Work required –
Copy out the records in full, word for word, without pictures.

Referring expression data –
- - -

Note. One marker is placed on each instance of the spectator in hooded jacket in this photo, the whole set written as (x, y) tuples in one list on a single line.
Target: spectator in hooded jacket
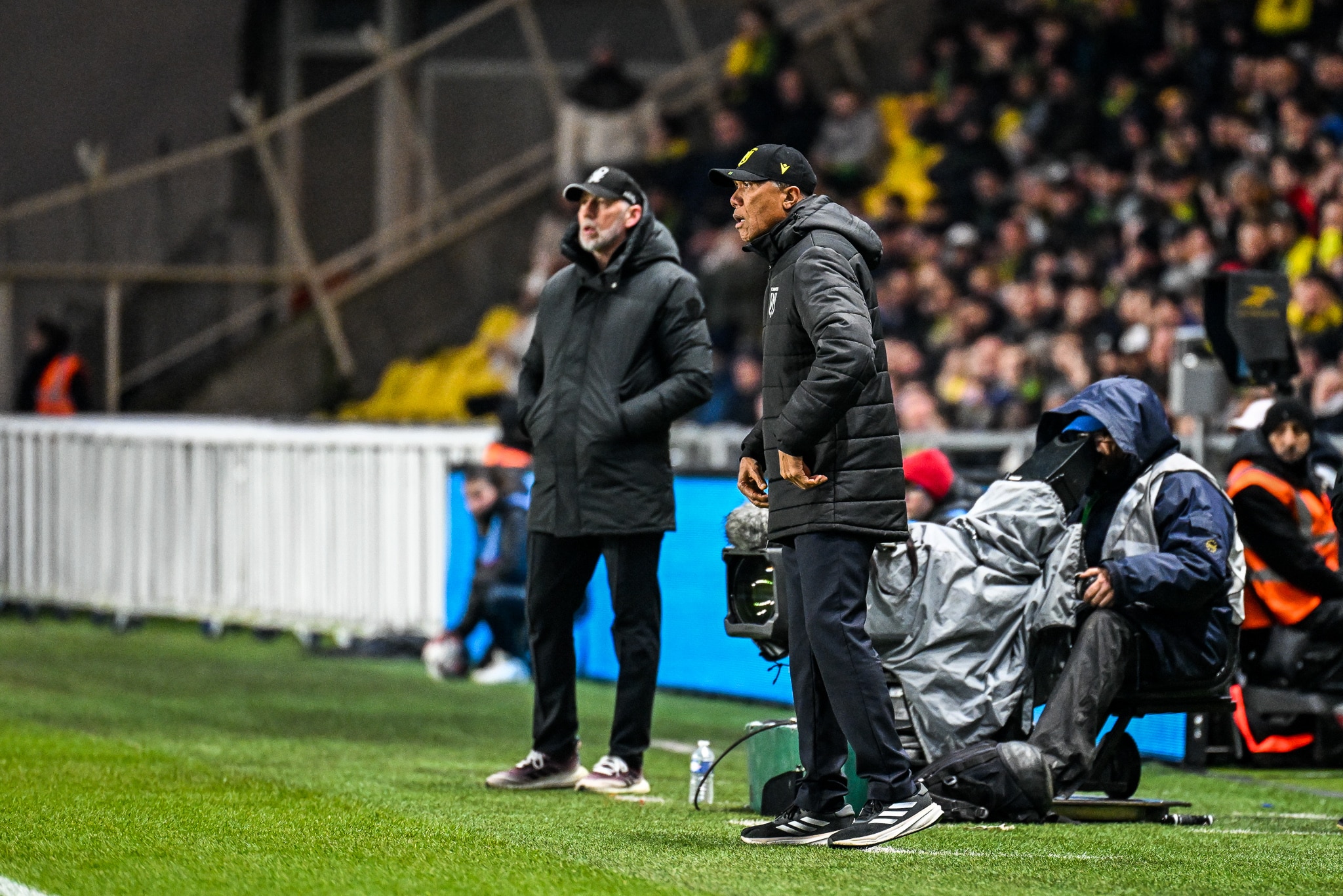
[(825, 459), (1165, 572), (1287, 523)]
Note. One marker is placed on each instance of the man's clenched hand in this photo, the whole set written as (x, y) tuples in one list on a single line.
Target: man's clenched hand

- - -

Exercise output –
Note. One marker is placed on each instance of the spectator in hooded jacket in this photo, the whole set written as (x, y) tuples in one list on a single line.
Target: spectator in hooded jacket
[(825, 459), (1165, 572), (1287, 523)]
Note. One marker is placed on each instance of the man's clenched hand in this photo, the whole set written as (x, y) tuples in one list on a single line.
Target: man's clenched hand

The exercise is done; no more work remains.